[Extracted text start]

10.22. Monitoring Nodes and Virtual Environments via Prometheus

Note

The collected statistics are only intended for monitoring and are not suitable for billing purposes.

You can monitor nodes running Virtuozzo Hybrid Server 7.5 and newer as well as VEs hosted on them via Prometheus. A typical list of required components includes:

  • Prometheus, a service that grabs statistics from exporters and stores it in a time series database.

  • Alertmanager, a service that receives alerts from Prometheus and handles their delivery via various communication channels.

  • Grafana, a service that provides a web panel with flexible dashboards and supports Prometheus as a data source.

  • Exporters, services that are installed on Virtuozzo Hybrid Server nodes and export metrics via a simple HTTP server.

This guide describes how to install the exporters, configure an existing Prometheus service, and import the dashboards to an existing Grafana panel. For details on installing Prometheus, Alertmanager, and Grafana, see the respective documentation:

10.22.1. Installing the Exporters

Perform these steps on each Virtuozzo Hybrid Server 7.5 node that you want to monitor.

  1. Install exporter packages:

    # yum install node_exporter libvirt_exporter
    
  2. Configure the firewall:

    # firewall-cmd --permanent --zone=public --add-rich-rule='\
    rule family="ipv4" \
    source address="<prom_IP>/32" \
    port protocol="tcp" port="9177" accept'
    # firewall-cmd --permanent --zone=public --add-rich-rule='\
    rule family="ipv4" \
    source address="<prom_IP>/32" \
    port protocol="tcp" port="9100" accept'
    # firewall-cmd --reload
    

    Where <prom_IP> is the Prometheus IP address, port 9177 is used by the libvirt exporter, and port 9100 is used by the node exporter.

    It is recommended to expose the metrics only to the Prometheus server. Unrestricted access to the metrics can be a security and stability risk.

    To be able to monitor Virtuozzo Storage clients, open another port. For example:

    # firewall-cmd --permanent --zone=public --add-rich-rule='\
    rule family="ipv4"\
    source address="<prom_IP>/32"\
    port protocol="tcp" port="9999" accept'
    # firewall-cmd --reload
    
  3. Launch the exporters:

    # systemctl start node_exporter
    # systemctl start libvirt-exporter
    

After setting up the exporters, on any Virtuozzo Hybrid Server 7.5 node, obtain the sample configuration, rules, and alerts for Prometheus and dashboards for Grafana:

# yum install vz-prometheus-cfg

The files will be placed in /usr/share/vz-prometheus-cfg/. For example:

# tree /usr/share/vz-prometheus-cfg/
/usr/share/vz-prometheus-cfg/
├── alerts
│   ├── vstorage-alerts.yml
│   └── vz-alerts.yml
├── dashboards
│   ├── grafana_hn_dashboard.json
│   ├── grafana_ve_dashboard.json
│   ├── grafana_win_ct_hn_dashboard.json
│   └── grafana_win_ct_ve_dashboard.json
├── prometheus-example.yml
├── rules
│   ├── vstorage-rules.yml
│   ├── vz-rules.yml
│   └── win_ct-rules.yml
└── targets
    ├── targets-example.yml
    └── vstorage-targets-example.yml

10.22.2. Configuring Prometheus

You will need to configure Prometheus so it can start collecting metrics from Virtuozzo Hybrid Server nodes. To do this, modify prometheus.yml based on the sample prometheus-example.yml shipped with vz-prometheus-cfg.

[Extracted text end]

### Given request A
From the records, copy out unchanged the part that opens with the line containing "Find the white window" and closes with the line containing "[(458, 113)]", including both of those lines.

[Records start]

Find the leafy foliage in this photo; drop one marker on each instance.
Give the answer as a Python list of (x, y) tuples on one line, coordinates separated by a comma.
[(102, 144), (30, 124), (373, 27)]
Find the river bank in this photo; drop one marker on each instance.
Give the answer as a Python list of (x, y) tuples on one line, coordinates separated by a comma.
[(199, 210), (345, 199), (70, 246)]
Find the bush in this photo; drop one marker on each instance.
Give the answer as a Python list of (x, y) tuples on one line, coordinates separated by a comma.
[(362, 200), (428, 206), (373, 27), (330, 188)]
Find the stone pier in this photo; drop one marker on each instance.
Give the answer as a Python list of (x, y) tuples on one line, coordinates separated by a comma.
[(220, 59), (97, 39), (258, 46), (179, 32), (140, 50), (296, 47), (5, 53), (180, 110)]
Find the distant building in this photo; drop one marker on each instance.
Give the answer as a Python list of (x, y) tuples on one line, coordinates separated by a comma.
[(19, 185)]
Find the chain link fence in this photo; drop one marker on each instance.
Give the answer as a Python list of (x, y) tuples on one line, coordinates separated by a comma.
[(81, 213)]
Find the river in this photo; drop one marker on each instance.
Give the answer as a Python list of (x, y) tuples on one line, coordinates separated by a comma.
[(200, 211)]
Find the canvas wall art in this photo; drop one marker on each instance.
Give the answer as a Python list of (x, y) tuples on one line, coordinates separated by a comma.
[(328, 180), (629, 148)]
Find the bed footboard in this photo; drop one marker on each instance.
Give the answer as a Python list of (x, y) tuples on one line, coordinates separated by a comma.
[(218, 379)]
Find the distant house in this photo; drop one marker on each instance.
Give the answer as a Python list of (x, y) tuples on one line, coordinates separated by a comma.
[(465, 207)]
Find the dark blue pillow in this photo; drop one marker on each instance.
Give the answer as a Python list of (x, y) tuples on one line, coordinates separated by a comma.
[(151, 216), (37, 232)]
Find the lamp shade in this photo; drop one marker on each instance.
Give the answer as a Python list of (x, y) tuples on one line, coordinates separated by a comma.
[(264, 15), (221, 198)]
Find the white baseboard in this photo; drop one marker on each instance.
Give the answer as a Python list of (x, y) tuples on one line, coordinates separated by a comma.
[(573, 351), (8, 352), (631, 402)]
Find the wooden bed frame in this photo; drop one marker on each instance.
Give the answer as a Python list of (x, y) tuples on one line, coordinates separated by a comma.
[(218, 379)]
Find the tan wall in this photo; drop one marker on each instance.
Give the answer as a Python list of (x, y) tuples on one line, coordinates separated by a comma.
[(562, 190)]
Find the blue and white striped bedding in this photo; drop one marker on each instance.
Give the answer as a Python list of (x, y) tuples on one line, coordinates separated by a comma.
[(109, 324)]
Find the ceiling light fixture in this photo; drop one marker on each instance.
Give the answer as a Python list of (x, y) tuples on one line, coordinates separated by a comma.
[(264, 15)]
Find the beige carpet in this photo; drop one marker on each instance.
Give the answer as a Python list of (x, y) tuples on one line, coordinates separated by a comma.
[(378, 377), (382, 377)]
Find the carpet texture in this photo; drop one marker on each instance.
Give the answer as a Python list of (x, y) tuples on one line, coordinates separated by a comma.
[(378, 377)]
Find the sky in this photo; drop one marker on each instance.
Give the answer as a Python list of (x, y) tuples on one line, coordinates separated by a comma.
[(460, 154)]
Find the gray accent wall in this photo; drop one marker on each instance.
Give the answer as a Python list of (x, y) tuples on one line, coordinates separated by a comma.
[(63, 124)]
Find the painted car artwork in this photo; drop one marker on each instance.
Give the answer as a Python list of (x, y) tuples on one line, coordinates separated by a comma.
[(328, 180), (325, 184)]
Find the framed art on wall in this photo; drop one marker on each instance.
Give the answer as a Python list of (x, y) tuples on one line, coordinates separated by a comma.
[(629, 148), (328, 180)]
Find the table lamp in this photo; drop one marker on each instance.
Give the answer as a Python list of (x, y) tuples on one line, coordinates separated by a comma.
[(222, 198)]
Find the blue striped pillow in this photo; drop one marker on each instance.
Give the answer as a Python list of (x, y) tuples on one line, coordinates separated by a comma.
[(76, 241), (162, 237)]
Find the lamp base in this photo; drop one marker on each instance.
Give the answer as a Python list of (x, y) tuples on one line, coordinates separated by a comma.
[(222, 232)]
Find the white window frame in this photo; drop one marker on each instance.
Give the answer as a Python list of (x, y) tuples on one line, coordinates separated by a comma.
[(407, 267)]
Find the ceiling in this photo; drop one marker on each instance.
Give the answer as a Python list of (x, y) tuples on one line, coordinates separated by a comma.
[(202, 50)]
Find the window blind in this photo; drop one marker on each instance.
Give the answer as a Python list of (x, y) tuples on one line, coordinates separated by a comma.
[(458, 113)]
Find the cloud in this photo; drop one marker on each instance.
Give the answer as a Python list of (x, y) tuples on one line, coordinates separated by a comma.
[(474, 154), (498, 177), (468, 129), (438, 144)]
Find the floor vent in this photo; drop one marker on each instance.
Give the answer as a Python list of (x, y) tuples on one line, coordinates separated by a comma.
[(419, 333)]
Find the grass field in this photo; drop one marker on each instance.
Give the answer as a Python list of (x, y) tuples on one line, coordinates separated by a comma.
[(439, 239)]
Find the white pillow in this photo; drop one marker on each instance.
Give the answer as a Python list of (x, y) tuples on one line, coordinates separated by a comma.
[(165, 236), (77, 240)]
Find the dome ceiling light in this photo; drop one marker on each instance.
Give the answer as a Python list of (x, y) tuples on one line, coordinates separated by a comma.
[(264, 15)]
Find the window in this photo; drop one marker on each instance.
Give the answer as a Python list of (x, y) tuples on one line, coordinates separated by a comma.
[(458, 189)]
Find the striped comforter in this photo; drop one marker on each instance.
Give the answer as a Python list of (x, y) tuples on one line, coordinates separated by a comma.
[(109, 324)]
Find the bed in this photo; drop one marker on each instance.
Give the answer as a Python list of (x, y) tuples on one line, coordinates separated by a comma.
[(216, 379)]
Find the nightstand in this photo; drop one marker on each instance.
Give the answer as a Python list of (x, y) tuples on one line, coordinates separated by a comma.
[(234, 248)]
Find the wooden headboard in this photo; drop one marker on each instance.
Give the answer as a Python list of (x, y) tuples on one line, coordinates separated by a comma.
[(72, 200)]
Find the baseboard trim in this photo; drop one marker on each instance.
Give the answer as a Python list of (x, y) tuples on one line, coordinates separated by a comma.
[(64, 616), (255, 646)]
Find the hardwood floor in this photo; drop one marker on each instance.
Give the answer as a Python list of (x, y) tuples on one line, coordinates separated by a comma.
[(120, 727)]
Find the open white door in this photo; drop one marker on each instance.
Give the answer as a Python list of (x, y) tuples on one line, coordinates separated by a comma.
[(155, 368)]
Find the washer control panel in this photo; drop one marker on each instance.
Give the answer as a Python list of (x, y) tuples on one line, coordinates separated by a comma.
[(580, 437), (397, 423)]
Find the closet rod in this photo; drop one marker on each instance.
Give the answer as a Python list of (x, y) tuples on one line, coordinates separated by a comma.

[Records end]

### Given request B
For each statement below, decide whether the monitoring guide agrees with it, and support each yes or no with the exact deciding words from the monitoring guide. (i) Port 9100 is used by the libvirt exporter. (ii) The collected statistics can be used for billing. (iii) The files from vz-prometheus-cfg are placed in /usr/share/vz-prometheus-cfg/.

### Finished answer A
Find the white window frame in this photo; drop one marker on each instance.
Give the answer as a Python list of (x, y) tuples on one line, coordinates separated by a comma.
[(407, 267)]
Find the ceiling in this photo; drop one marker on each instance.
Give the answer as a Python list of (x, y) tuples on one line, coordinates separated by a comma.
[(202, 50)]
Find the window blind in this photo; drop one marker on each instance.
Give the answer as a Python list of (x, y) tuples on one line, coordinates separated by a comma.
[(458, 113)]

### Finished answer B
(i) No: "port 9177 is used by the libvirt exporter, and port 9100 is used by the node exporter."
(ii) No: "The collected statistics are only intended for monitoring and are not suitable for billing purposes."
(iii) Yes: "The files will be placed in /usr/share/vz-prometheus-cfg/."